J’ai entamé donc la lecture de ce roman sans avoir pris le soin de m’imprégner de la quatrième de couverture. Les premières pages ont happé votre lecteur serviteur. Nous sommes en 1997 à Brazzaville..La fameuse session du baccalauréat 1997 commence. Les premières salves secouent violemment Brazzaville. Le Général qui dort a été réveillé.   Plutôt que d’aborder de manière frontale le conflit 1997 et ses extensions, comme le firent Emmanuel Dongala et Alain Mabanckou, Isaac Djoumali Sengha se propose de revisiter l’histoire du Congo avec la volonté de comprendre les racines du mal. Son roman va nous plonger surtout dans les rapports entre élites congolaises sous la période marxiste-léniniste de ce pays.
L’originalité de la narration est multiple. Le caïman serait ingrat. Comme le scorpion. C’est inhérent à sa nature.  Mais qui est le scorpion, qui est le caïman?
On suit le parcours d’un officier, le colonel Mambou en 1997. Pour cela, Isaac Djoumali Sengha au milieu des années 70. Nous sommes dans la phase du Congo populaire. Et par un concours de circonstances, le jeune étudiant qu’il est, se retrouve en raison d’un échec académique embarqué dans l’armée nationale populaire et il doit poursuivre son cursus en Union soviétique Dans, ce pays, il va connaître une réussite sur le plan de ses études. C’est aussi une communauté avec laquelle ils tissent des liens. L’arrachement du Congo vers Moscou ne va pas faire sans douleur puisqu’il laisse une jeune lycéenne enceinte. Et à Moscou, il rencontre Lara, une belle soviétique blonde qui va constituer le personnage relais dont on va suivre l’arrivée au pays avec les deux enfants nés de leur mariage. Isaac Djoumali Sengha est un remarquable romancier qui va narrer tout cela, avec beaucoup de sagesse, d’humour mais aussi de vérité. La fourberie de Mambou qui n’a naturellement pas jugé utile d’informer Lara de ses engagements passés et oubliés ou de la maîtresse qu’il n’a pas tardé de trouver et qui justifie de fausses missions à l'intérieur du pays. Tout cela est croustillant et tellement vrai...
◆ ◆ ◆ ◆ ◆
Objectif 1:
Selon la critique :
(a) En quelle année et dans quelle ville se situent les premières pages du roman ?
(b) Quel animal la critique rapproche-t-elle du caïman jugé ingrat ?
(c) Comment s'appelle la Soviétique que le personnage rencontre à Moscou ?
Objectif 2: Reproduisez à l'identique le passage de la critique compris entre « J’ai entamé donc » et « de ce pays. », ces deux bornes incluses.

Extrait de données:
◆ ◆ ◆ ◆ ◆
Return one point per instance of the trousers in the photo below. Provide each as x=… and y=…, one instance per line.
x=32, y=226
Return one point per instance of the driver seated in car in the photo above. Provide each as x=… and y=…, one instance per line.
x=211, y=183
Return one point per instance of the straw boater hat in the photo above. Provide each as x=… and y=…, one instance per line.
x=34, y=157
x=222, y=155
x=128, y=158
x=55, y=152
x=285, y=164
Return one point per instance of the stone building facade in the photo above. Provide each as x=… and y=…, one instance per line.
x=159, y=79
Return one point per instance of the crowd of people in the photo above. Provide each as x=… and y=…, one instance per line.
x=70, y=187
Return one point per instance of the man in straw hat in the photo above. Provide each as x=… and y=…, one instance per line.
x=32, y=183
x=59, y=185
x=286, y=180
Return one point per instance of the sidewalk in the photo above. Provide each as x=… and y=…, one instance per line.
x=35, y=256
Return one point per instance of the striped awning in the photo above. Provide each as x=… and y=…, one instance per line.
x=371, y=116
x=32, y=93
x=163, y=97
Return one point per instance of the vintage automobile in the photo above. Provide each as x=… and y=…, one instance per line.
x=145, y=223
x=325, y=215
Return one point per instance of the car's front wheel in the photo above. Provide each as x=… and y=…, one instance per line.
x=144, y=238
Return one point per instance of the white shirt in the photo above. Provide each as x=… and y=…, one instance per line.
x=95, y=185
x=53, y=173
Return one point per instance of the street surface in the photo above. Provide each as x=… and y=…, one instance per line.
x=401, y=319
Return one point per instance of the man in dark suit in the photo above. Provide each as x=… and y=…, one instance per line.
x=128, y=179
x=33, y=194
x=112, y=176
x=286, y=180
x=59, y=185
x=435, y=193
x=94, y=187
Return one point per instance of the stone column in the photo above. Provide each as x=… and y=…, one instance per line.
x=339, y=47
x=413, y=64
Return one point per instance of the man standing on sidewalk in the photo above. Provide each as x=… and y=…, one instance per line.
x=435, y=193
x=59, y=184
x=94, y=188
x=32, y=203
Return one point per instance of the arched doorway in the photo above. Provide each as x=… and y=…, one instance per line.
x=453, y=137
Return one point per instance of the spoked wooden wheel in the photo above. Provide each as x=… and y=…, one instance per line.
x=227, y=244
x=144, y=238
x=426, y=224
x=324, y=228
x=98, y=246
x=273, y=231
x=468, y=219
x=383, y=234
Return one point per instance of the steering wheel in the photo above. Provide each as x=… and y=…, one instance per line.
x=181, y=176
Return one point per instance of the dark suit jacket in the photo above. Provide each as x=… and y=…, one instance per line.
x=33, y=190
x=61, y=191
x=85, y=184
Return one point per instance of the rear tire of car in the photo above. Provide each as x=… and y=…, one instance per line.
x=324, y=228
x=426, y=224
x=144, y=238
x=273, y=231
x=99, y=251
◆ ◆ ◆ ◆ ◆
Réponse 1:
(a) En 1997, à Brazzaville.
(b) Le scorpion.
(c) Lara.

Réponse 2:
J’ai entamé donc la lecture de ce roman sans avoir pris le soin de m’imprégner de la quatrième de couverture. Les premières pages ont happé votre lecteur serviteur. Nous sommes en 1997 à Brazzaville..La fameuse session du baccalauréat 1997 commence. Les premières salves secouent violemment Brazzaville. Le Général qui dort a été réveillé.   Plutôt que d’aborder de manière frontale le conflit 1997 et ses extensions, comme le firent Emmanuel Dongala et Alain Mabanckou, Isaac Djoumali Sengha se propose de revisiter l’histoire du Congo avec la volonté de comprendre les racines du mal. Son roman va nous plonger surtout dans les rapports entre élites congolaises sous la période marxiste-léniniste de ce pays.